> _Task statement_
Repeat, word for word, each of the records shown below, without their pictures.

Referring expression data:
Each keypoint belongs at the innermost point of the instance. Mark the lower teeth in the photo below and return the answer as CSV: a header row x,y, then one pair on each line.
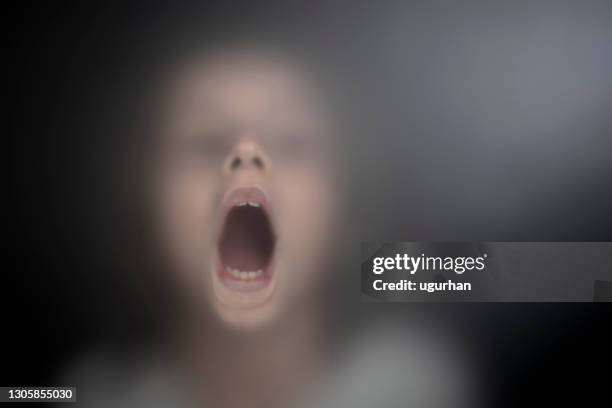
x,y
244,275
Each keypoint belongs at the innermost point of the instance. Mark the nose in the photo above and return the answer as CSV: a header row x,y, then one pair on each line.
x,y
246,154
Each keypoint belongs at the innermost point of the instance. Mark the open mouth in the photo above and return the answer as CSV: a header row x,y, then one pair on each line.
x,y
246,242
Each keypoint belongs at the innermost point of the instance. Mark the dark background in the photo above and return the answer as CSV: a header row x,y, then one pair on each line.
x,y
491,122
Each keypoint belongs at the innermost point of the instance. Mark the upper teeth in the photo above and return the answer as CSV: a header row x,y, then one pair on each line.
x,y
251,203
244,275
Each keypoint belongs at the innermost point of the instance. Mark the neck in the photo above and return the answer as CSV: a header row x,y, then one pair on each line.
x,y
267,368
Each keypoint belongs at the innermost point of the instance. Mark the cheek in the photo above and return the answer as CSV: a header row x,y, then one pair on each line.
x,y
186,199
307,220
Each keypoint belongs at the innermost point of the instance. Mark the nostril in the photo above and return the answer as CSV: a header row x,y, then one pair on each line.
x,y
235,163
258,162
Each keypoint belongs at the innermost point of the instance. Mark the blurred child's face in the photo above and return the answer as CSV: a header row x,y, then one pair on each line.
x,y
245,192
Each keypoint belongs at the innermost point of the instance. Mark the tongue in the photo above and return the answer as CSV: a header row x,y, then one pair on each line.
x,y
247,242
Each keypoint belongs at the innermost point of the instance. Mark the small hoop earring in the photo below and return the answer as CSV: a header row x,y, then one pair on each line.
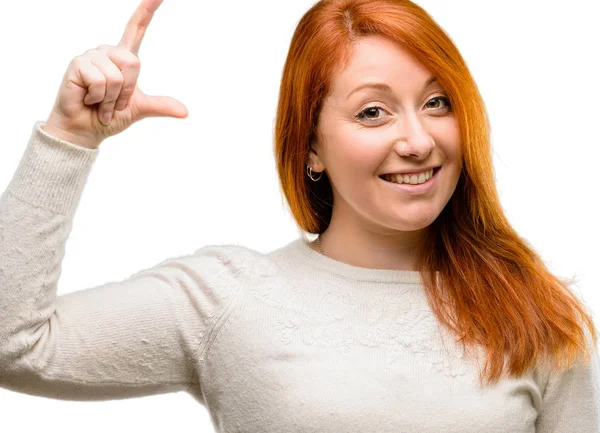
x,y
310,174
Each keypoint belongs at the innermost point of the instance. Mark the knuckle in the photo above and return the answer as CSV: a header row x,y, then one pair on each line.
x,y
116,80
134,61
77,62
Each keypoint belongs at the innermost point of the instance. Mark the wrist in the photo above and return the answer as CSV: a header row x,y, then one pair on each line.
x,y
65,135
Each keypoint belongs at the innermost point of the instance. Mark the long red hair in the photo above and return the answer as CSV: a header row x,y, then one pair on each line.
x,y
493,289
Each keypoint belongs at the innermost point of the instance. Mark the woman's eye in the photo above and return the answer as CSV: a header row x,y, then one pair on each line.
x,y
367,112
441,98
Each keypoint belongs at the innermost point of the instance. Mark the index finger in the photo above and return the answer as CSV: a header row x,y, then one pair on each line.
x,y
137,25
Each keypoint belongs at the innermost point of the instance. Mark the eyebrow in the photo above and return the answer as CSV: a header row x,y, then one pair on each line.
x,y
385,87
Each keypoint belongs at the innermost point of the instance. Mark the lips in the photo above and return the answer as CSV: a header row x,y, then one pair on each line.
x,y
383,177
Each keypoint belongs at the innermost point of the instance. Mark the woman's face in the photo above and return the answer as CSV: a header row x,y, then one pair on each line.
x,y
366,133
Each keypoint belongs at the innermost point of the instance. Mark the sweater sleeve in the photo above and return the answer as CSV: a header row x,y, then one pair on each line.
x,y
139,336
571,399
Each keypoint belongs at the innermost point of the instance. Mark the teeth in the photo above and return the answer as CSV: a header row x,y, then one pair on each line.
x,y
412,179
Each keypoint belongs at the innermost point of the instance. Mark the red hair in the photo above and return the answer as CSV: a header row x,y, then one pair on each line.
x,y
493,289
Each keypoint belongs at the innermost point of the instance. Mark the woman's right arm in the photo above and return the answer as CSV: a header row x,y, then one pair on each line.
x,y
143,335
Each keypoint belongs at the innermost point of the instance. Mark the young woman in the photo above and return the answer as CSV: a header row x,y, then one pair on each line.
x,y
417,308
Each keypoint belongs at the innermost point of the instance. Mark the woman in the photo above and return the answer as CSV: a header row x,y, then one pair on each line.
x,y
417,308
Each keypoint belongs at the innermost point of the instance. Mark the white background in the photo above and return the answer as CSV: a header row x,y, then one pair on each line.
x,y
166,186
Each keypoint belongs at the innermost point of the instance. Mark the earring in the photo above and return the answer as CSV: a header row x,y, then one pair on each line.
x,y
310,174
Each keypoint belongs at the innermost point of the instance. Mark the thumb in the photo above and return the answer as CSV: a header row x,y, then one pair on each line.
x,y
161,106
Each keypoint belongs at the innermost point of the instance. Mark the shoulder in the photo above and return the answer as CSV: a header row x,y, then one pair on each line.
x,y
238,259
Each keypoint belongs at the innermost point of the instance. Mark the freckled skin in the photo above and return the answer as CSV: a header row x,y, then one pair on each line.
x,y
372,225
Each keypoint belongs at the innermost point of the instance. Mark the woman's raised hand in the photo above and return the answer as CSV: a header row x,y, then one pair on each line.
x,y
99,96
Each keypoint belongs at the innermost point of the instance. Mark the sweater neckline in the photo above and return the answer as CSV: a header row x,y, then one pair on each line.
x,y
346,271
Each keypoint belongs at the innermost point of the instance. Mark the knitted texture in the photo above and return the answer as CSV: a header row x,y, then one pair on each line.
x,y
285,341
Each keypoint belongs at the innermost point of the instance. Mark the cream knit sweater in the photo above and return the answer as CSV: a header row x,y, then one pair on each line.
x,y
289,341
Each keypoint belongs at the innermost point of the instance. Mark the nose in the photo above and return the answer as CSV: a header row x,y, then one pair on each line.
x,y
413,138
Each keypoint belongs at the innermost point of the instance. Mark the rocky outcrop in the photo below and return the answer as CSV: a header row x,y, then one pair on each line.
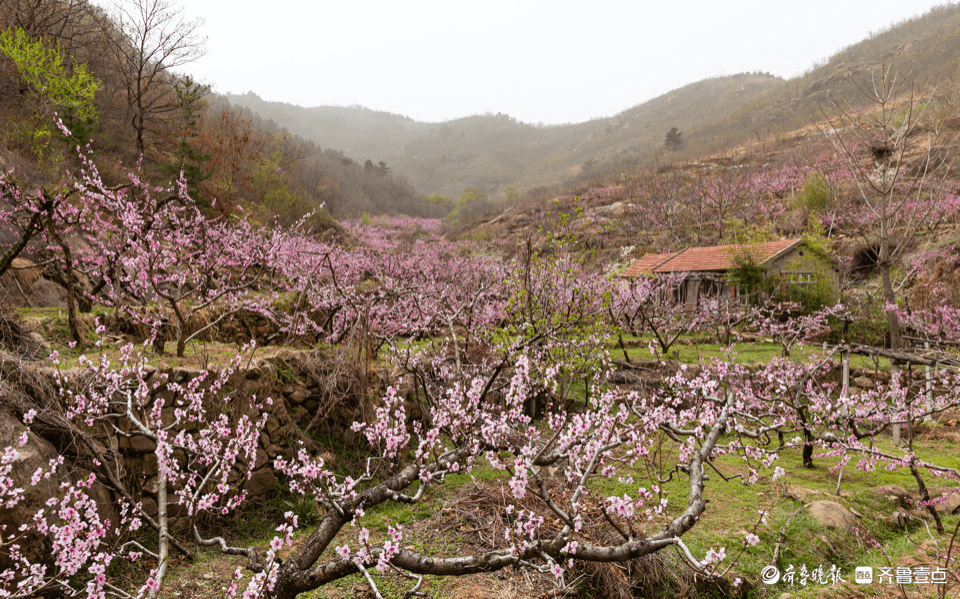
x,y
832,515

> _Solution to this exercise_
Each keypoint belongs at the innermost point of the instance. Mark the lower teeth in the photo below and return the answer as CSV: a header row x,y, then one pair on each line.
x,y
244,275
Each keypoint belongs at the innermost point of the instance. Mark the nose in the photo above and return the answer as CSV: a header row x,y, then one pair on each line.
x,y
246,154
Each keypoint belongs at the innermost point of the instance. Mark the open mouth in the photo above and return the answer as CSV: a header row x,y, then one pair on each line.
x,y
246,242
Each keypoint belongs at the innermost point of the instance. Mark the dark background in the photo above and return the answer as CSV: a header row x,y, then one pair on each line.
x,y
491,122
Each keypoint belongs at the innermost point of the instance. Mark the upper teeth in the photo above and return the answer as CSV: a header row x,y, then one pair on each line.
x,y
251,203
244,275
Each keypoint belongs at the innermost point of the instance. Mark the neck in the photo above and return the answer as CSV: a header row x,y, then one pair on each line.
x,y
267,368
Each keypoint belongs at the innermost point of the instance. Mark the cheek in the photo above and return the answer as CSV: a header row x,y, then one pair on each line.
x,y
186,199
307,220
Each keypoint belongs at the innermost point of the instance. Mark the nostril in the photo above and return the answer as CSV: a header row x,y, then one pair on each line.
x,y
235,163
258,162
Each keypoint belongs at the innermost point of the instance. Mark the blurred child's face in the photo above and return the answer as CSV: a header row x,y, then one pair on each line.
x,y
245,192
Each keypoint belongs at the innermost point of the instance. Mark the tongue in the photo above and return the answer as CSV: a header row x,y, then one pair on each line.
x,y
247,242
Each keypoint belongs at the innermost point of the instance. Mark the small hoop earring in the photo below and return the answer as CSV: a header row x,y, then one pair on each line.
x,y
310,174
Each keypoint belongs at the innermost point of the instance. Mark the knuckle in the photo above and return the answer as CSV: a header row x,y, then one pair on each line.
x,y
116,80
134,61
77,62
Each keypoint belongs at the innermost point of the instance. Mark the wrist in the photo above and return the answer as CSV: a header row x,y, then one pair on each line.
x,y
65,135
Each keypoint belongs at the innermost point of the instance. Mark the long red hair in the photo above and return the answer as CSV: a header row x,y, then one pair on each line.
x,y
493,289
Each keypoint belongs at the innermost point of the instance. Mark the woman's eye in the photo above and return the answer as CSV: a header row x,y, then one pair on each line.
x,y
367,112
441,98
Each keypoint belongs at the innermost point of the instance. Mark the index finger in the photo above and return the answer as CSV: a header row x,y, then one pair on each line.
x,y
137,25
Each keypoint belongs at the innermost point of the instance. Mark the eyebrow in the photo above and return the answer as CSV: a header row x,y, then one pair on each line.
x,y
385,87
Each keypoint belongs at the innermost point of the instance. Mark the lips in the photo above and return the answer as CSV: a header row x,y, then one pair on each line.
x,y
383,177
Each keypoint belongs at the innermost point of the instance. Mark the woman's face in the photo above and return the answer as CSV: a header row x,y, then one pair on each line.
x,y
366,133
Each keypoint belongs at the innermost point of the instance. Mark the sweater sleeve in the photo above and return the answer as CSV: a header row x,y, then one pair on each line.
x,y
139,336
571,399
Each keypoint belongs at the innermost point of the instance. Mark the teeth in the photo above and return the answer as CSV: a header row x,y, then one pair on each line.
x,y
412,179
Each keypoint belongs at the innermost point of the instance. Mark the red hair in the photo above and return the answer as CSV: a header row x,y, then one pair on each line.
x,y
493,289
Each keypoint belongs at the innermost point of the instance. Mark the woman's right arm in the photo above and return the answer as CSV: a header row x,y, then one pair on each line.
x,y
143,335
Each keypoint belongs at the innermost point of the instance. Mark the young woman in the photo above and return the answer as CSV: a header row x,y, then one pair on each line.
x,y
417,308
Each keypoint belongs at the innermost point of the instance. Mark the woman in the photo above and return the answer as CSV: a header row x,y, then one pair on each line.
x,y
417,308
Each keypoint belongs at the innermost point of the instance. Mark the white background in the photo above and return the answer as CSV: a header row x,y, then one pair on each line.
x,y
166,186
Each keypoint belongs at the innermost point of the instance. Mark the earring in the photo above and return the answer as CSV: a header row x,y, then one pair on each line.
x,y
310,174
Each keypoint belongs at the innermost point of the instance. Mark the thumb in the photo above and return the answer as CSV: a header row x,y, then one pair on each line.
x,y
161,106
Each keypoint belongs at the innermost point of the instance. Mark the shoulder in the photo above and return the answer as CSV: a header row x,y, then one pair on each line.
x,y
238,259
Each keypoint belongs at the innermost point of the instance. Mark the freckled skin in the photo above and return the answer as CSV: a header row x,y, then one pair on each line.
x,y
372,225
Each keypoint belongs at the innermost point of the instance. Mark the woman's raised hand in the photo above and return the answer as CSV: a header row x,y, then one pair on each line.
x,y
99,96
Each keypoint belongs at the innermost point of the instance. Mark the sweater neckline in the photo above and return the answer as CSV: a header row x,y, then one pair on each line.
x,y
346,271
Each keypoint belongs at the innermost point of the instance. Mark the knitted texture in the photo above and return the answer as CSV: a header row x,y, then one pair on each line.
x,y
285,341
Each keypoint belongs at the innermost point of the instance. Mark the cream knit sweater in the photo above and return the answer as CSV: a header row x,y, then one pair on each line.
x,y
289,341
Each keypoint belongs at the innermost point of the instance. Mark the nose in the photo above and return the answer as CSV: a header row x,y, then one pair on each line.
x,y
413,138
Each keypoint belongs at the innermost point of the instance. Mark the rocky outcrop in the photo below and return the answer as CSV: a header row x,y, then one pair on each line.
x,y
832,515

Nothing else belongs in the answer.